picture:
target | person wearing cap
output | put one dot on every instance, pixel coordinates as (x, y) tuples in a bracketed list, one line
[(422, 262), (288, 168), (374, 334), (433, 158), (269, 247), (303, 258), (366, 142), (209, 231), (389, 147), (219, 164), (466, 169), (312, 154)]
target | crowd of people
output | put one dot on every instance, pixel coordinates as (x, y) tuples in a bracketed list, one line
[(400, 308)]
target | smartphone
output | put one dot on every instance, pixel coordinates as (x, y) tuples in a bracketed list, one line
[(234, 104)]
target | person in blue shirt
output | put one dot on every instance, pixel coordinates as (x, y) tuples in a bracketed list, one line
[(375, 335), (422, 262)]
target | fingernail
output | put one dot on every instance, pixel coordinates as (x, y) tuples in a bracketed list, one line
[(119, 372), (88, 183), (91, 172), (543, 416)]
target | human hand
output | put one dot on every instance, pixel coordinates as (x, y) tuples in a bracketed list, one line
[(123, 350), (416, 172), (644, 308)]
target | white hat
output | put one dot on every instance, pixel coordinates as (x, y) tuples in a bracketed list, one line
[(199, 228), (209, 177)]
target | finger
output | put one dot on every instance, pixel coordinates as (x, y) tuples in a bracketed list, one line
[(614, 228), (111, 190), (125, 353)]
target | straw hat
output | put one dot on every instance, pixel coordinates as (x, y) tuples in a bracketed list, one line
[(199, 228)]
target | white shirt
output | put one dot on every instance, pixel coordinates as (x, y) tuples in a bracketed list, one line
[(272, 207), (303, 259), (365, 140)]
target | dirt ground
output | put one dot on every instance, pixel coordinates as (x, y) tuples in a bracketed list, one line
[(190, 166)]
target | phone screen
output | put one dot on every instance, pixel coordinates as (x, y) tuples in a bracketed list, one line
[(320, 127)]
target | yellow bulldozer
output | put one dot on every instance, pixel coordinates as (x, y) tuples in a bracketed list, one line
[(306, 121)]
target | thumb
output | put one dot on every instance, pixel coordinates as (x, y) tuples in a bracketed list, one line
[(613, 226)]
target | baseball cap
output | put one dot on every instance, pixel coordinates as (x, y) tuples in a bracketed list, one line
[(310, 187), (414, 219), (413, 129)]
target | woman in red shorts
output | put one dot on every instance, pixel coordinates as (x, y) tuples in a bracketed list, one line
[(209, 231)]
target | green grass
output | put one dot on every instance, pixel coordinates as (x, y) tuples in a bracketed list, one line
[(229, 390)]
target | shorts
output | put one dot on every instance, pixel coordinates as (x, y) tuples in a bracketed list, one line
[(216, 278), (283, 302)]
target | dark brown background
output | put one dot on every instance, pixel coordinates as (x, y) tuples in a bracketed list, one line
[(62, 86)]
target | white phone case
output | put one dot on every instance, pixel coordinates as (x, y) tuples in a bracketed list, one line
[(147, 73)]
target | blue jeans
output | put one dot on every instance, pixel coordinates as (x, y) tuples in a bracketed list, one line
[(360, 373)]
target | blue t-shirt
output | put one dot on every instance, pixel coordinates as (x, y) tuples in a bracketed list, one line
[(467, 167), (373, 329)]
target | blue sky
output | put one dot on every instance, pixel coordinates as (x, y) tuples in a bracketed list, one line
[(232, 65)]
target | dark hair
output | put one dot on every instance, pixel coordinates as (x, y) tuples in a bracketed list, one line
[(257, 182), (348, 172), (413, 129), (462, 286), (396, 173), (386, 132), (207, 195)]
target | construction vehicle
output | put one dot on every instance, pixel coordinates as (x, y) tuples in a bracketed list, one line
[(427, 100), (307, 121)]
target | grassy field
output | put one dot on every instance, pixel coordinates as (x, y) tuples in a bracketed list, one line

------

Directions for this task: Tally up the lines holding the string "white" in the data above, and respond with nothing but the number.

Written answer: 3